Task to complete -> Please report how many lines in the data contain the string "roof", giving only the number. Treat uppercase and lowercase as different.

Extracted data ->
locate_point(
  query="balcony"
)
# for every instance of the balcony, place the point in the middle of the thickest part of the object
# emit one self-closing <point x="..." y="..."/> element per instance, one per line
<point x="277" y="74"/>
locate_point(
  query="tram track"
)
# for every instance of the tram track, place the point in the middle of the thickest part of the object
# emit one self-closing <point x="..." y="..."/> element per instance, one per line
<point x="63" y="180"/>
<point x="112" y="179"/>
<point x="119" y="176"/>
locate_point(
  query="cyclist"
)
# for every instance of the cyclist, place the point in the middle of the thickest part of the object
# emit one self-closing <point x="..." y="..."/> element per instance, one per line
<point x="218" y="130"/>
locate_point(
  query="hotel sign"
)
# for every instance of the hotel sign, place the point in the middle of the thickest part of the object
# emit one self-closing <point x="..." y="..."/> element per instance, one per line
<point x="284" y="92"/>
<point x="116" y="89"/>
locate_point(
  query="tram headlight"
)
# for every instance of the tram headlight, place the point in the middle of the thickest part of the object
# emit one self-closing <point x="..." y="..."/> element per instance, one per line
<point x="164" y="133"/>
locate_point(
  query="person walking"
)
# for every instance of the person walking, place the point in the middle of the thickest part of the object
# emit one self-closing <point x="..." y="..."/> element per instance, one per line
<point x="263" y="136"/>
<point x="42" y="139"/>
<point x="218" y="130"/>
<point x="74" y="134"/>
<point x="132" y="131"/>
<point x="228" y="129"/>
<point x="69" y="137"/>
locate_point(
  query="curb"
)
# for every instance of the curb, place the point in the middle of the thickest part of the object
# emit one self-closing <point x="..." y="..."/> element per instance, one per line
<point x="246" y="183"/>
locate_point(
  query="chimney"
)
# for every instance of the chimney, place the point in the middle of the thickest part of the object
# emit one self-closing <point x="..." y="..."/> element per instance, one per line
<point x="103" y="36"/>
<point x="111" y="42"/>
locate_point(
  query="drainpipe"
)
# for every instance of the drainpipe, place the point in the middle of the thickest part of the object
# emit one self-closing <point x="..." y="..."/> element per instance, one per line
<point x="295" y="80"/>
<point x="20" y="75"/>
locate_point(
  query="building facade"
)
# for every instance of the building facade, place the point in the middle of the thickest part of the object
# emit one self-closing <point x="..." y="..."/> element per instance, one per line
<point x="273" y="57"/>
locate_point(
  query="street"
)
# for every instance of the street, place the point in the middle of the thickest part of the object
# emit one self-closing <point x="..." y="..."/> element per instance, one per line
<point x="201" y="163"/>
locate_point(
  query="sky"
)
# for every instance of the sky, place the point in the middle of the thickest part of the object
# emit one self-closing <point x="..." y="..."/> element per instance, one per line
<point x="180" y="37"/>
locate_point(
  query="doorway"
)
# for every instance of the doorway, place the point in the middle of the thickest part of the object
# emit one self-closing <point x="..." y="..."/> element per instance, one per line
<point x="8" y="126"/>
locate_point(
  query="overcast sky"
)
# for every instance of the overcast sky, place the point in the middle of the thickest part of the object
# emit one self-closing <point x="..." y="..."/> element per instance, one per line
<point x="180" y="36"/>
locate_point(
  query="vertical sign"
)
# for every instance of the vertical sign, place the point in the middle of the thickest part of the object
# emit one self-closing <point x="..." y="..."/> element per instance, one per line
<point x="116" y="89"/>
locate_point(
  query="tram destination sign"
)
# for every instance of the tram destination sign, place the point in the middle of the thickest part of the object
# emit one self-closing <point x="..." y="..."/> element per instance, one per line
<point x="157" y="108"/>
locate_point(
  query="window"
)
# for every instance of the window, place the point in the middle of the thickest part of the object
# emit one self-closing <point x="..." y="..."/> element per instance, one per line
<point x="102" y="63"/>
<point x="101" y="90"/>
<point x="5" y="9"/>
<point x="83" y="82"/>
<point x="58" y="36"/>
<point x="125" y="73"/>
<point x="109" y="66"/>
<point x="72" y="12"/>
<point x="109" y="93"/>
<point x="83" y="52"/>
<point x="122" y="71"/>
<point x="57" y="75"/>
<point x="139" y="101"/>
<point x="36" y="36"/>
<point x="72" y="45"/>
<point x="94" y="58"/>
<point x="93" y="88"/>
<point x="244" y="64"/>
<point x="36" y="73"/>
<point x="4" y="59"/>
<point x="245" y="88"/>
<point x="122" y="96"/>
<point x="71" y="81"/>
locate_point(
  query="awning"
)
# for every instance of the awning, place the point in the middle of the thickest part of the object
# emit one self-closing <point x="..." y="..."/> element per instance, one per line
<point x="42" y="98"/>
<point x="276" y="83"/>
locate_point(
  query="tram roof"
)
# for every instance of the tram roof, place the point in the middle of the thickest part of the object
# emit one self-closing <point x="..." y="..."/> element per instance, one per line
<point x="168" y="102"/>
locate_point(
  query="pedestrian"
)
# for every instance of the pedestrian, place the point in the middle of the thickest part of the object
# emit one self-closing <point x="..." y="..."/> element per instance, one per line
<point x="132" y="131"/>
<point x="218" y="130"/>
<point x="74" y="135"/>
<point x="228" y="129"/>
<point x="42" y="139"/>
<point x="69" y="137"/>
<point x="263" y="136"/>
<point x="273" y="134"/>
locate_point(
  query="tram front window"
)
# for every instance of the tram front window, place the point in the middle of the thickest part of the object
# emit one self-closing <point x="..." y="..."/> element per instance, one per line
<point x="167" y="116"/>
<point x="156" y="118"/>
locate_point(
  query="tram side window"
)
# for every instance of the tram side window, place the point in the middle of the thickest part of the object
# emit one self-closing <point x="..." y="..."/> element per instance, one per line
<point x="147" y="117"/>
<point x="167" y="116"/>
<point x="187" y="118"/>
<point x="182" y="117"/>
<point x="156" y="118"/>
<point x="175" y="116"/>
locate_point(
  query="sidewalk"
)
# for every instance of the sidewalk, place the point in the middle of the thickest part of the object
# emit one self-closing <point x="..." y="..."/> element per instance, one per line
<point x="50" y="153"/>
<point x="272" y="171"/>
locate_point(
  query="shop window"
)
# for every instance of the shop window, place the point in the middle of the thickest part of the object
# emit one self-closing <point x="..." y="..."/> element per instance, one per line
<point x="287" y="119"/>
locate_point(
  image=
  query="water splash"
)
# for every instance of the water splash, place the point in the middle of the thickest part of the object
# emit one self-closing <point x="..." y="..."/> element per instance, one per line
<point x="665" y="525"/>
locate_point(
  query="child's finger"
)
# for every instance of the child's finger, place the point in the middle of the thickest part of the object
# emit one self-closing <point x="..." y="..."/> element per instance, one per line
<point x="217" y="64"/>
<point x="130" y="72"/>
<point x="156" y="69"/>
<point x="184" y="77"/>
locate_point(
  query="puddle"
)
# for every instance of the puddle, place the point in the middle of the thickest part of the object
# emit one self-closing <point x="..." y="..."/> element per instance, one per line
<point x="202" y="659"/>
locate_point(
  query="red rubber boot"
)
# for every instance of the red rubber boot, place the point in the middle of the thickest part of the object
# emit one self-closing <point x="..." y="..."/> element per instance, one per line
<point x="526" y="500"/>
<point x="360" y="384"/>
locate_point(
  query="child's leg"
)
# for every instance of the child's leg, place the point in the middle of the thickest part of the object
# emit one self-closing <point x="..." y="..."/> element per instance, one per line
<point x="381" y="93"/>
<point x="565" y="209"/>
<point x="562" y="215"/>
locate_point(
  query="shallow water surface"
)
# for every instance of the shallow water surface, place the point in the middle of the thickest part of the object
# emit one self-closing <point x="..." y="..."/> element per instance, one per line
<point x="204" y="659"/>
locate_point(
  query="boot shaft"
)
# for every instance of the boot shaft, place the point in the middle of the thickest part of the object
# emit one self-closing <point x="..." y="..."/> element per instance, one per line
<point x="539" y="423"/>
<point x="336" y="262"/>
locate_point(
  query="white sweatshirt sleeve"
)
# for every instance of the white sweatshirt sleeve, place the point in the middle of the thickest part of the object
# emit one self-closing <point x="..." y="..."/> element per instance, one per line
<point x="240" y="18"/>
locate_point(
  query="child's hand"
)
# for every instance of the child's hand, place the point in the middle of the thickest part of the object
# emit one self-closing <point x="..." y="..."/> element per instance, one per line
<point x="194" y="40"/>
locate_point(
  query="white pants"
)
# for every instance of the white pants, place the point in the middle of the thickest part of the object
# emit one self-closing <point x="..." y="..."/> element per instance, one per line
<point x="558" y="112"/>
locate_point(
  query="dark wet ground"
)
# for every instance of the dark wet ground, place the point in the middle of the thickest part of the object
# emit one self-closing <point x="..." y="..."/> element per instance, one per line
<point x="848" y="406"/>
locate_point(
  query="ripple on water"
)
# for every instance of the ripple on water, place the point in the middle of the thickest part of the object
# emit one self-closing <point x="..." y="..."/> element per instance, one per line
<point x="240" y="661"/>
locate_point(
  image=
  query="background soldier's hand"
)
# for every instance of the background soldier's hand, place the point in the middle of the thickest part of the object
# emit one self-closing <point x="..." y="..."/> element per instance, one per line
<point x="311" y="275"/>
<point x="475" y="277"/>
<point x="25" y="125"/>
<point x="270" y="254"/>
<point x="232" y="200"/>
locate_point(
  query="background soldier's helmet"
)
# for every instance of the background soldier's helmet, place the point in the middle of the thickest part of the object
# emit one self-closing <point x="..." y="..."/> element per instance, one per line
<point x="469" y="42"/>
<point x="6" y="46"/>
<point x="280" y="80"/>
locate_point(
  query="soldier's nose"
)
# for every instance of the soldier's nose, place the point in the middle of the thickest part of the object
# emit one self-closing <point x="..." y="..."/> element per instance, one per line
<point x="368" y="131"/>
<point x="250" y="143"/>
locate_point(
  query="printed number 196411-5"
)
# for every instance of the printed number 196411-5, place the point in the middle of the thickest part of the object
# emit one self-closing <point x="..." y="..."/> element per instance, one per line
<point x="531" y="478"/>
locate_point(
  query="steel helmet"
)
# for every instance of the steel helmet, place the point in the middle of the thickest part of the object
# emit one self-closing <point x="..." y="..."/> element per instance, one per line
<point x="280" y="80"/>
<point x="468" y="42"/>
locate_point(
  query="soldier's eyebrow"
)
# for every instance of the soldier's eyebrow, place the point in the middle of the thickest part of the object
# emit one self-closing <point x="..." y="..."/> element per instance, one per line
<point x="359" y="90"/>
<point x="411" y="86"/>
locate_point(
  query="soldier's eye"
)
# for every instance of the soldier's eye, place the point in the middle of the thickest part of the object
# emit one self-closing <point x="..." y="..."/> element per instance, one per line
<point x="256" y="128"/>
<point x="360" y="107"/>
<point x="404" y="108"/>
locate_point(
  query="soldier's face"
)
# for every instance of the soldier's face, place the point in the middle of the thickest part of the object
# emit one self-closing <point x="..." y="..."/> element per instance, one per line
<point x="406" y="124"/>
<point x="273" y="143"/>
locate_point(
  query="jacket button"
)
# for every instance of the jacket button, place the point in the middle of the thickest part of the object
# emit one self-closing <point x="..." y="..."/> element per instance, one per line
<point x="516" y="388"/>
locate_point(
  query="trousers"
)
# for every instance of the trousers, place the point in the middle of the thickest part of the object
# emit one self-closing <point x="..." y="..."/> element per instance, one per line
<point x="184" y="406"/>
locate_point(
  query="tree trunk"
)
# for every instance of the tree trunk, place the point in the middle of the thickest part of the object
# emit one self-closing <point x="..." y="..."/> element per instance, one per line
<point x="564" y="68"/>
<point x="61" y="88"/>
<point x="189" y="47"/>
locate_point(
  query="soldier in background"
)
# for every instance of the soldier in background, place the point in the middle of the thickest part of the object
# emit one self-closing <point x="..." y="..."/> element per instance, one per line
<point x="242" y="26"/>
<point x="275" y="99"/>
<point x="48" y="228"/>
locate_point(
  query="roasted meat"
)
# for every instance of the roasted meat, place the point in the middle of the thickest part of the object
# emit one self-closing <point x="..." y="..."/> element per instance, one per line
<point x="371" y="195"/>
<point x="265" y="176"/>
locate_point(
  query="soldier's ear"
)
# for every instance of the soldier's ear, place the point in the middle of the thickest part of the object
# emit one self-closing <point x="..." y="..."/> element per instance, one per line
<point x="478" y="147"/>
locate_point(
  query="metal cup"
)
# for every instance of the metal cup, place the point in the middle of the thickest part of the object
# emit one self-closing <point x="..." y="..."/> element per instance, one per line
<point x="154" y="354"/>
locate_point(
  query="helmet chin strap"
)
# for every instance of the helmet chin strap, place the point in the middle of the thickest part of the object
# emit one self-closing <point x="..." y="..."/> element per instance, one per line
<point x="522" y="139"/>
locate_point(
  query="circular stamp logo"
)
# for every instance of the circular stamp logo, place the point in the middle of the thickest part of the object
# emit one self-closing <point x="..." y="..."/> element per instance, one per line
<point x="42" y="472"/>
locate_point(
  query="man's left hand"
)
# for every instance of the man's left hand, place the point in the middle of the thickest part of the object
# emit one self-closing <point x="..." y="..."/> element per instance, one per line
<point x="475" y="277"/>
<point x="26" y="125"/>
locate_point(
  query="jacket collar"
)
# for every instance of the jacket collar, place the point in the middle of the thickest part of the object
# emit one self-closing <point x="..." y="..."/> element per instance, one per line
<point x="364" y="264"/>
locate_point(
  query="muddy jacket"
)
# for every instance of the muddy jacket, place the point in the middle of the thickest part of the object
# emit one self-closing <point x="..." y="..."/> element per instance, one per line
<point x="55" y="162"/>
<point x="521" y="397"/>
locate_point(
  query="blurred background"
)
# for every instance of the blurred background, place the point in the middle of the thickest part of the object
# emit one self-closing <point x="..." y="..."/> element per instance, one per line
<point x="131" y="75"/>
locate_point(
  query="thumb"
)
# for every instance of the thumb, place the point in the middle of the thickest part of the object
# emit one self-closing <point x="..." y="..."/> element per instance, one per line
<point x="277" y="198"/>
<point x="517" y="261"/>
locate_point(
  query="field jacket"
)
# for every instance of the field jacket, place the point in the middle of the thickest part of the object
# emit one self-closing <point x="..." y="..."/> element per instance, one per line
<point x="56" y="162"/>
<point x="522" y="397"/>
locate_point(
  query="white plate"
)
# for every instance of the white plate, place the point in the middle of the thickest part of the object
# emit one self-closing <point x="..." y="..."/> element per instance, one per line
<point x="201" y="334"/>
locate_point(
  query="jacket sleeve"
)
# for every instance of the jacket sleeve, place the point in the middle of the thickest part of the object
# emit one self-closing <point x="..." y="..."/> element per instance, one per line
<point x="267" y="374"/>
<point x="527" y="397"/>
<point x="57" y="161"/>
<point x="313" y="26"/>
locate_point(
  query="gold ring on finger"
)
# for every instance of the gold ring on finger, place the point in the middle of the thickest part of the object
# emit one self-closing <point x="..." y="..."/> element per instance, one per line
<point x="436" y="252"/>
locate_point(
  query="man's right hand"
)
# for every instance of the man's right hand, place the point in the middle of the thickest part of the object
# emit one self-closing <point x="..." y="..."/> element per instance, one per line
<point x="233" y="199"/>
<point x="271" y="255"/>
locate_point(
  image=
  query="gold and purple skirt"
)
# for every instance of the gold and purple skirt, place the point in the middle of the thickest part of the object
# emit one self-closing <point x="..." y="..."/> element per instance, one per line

Exercise output -> 2